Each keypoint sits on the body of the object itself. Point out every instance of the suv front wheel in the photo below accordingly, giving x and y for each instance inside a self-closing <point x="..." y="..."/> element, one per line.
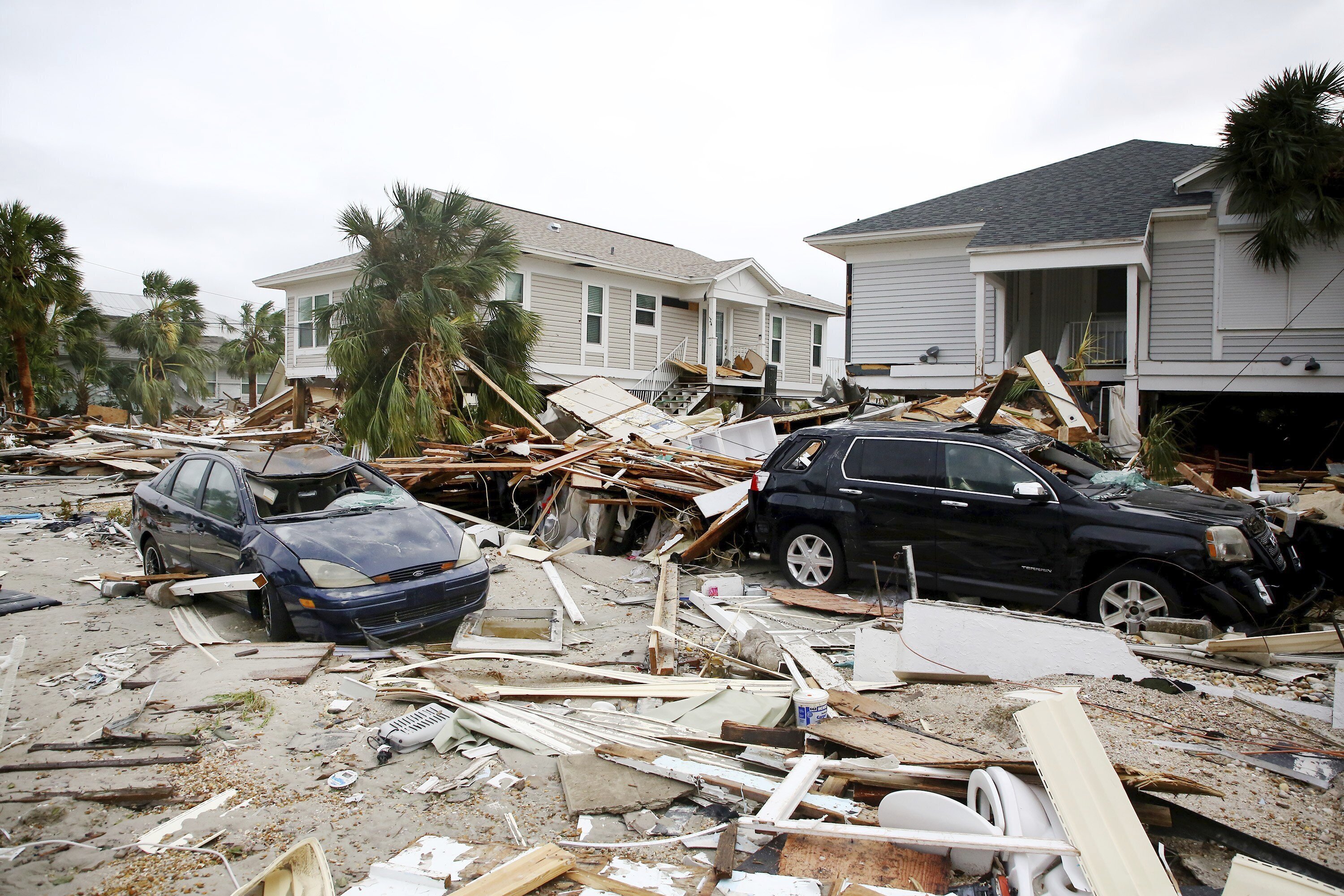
<point x="812" y="558"/>
<point x="1132" y="593"/>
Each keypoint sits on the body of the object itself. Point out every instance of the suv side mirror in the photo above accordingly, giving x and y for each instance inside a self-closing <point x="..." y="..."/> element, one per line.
<point x="1030" y="492"/>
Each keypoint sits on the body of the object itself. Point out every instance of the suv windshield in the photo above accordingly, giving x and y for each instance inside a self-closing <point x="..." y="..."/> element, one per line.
<point x="350" y="491"/>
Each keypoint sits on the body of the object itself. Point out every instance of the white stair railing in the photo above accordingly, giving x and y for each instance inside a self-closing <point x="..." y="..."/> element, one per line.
<point x="659" y="379"/>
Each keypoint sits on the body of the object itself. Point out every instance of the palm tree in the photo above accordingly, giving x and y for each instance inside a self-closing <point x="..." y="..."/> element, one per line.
<point x="1283" y="156"/>
<point x="167" y="338"/>
<point x="39" y="281"/>
<point x="258" y="347"/>
<point x="420" y="304"/>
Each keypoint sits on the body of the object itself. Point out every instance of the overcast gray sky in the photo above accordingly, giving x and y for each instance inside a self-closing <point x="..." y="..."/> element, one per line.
<point x="220" y="142"/>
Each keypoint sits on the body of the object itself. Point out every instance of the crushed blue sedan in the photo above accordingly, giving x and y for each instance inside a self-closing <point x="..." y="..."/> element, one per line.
<point x="349" y="555"/>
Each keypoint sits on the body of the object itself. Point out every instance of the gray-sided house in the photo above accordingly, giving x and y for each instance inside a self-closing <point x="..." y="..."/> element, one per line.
<point x="1132" y="244"/>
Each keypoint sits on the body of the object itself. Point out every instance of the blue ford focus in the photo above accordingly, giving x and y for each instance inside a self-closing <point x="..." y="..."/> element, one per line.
<point x="349" y="555"/>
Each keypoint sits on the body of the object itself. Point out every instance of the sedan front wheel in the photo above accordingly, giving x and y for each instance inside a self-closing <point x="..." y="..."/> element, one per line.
<point x="814" y="558"/>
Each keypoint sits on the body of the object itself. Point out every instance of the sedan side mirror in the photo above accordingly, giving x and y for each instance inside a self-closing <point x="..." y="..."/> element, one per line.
<point x="1030" y="492"/>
::::
Task goal
Print the data above in full and exactly as it appears, skipping the pictures.

Written response
Each keypoint sits on the body of the object itself. Point out every instance of the suv front wheel in the photo below accordingly, giving x and y for each instance inside a self-closing <point x="..." y="..."/> element, one per line.
<point x="812" y="558"/>
<point x="1132" y="593"/>
Each keypoint sits on the body of the object itself. Point out every instance of the suv side mirror in the photo above accordingly, giving x and y for each instance inside a self-closing <point x="..." y="..."/> element, one per line.
<point x="1030" y="492"/>
Each keypoint sits on the body of the object itself. Point out every instance of the suv windshield in the photo above accordingly, giving x and y for each instance inside a self-closing <point x="..." y="..."/> element, one per line.
<point x="350" y="491"/>
Each keypoint sits on the body of the object itself. Point out every instance of the white stair railing in the photo above accordingly, giving x and y for each instance inside a self-closing <point x="..." y="..."/> element, one per line.
<point x="659" y="379"/>
Each keypoint sits on the body of the object itself. Point out every instance of the palm tree in the photo above accordingly, giving x and y for each instance inside a self-closing <point x="..." y="..."/> element, one per line.
<point x="1283" y="156"/>
<point x="167" y="338"/>
<point x="39" y="281"/>
<point x="258" y="347"/>
<point x="420" y="304"/>
Each keypoint sits on the body of the object itself. Point out every instance of the overcast gray sky in the photo above accordingly, giving x and y for each instance inside a self-closing <point x="..." y="..."/> element, one per line.
<point x="220" y="142"/>
Each keypoint sits on the body of the object itself. Point out every instance of the crushed blue sedan in the photo above accordingly, giving x and y for each instance inside a self-closing <point x="..." y="..."/> element, one per line.
<point x="349" y="555"/>
Each keypoint sits on the body of the object itself. Point out every instance of the gray-sided house in the photo above accordingly, giving x and y for each instance inside a self-closing <point x="..." y="..."/> element, one per line.
<point x="1132" y="244"/>
Each keypoint sits on the body of the object itself. Point out every instance of the blue ford focus in the photo above accordingly, giving x and y for each instance inside a self-closing <point x="..." y="..."/> element, one per line.
<point x="349" y="555"/>
Each keypoint sits on the body of the object itself. Point out every instance of the sedan front wheel in the photo above accordingly, giving x and y for each instance inside a self-closing <point x="..." y="..."/> element, one per line.
<point x="814" y="558"/>
Each keypoint sits on the body of the object itself. Point out every instance of the sedan side mirror in the photo above accordingly, giving x and y for each instance inside a self-closing <point x="..." y="..."/> element, one per line.
<point x="1030" y="492"/>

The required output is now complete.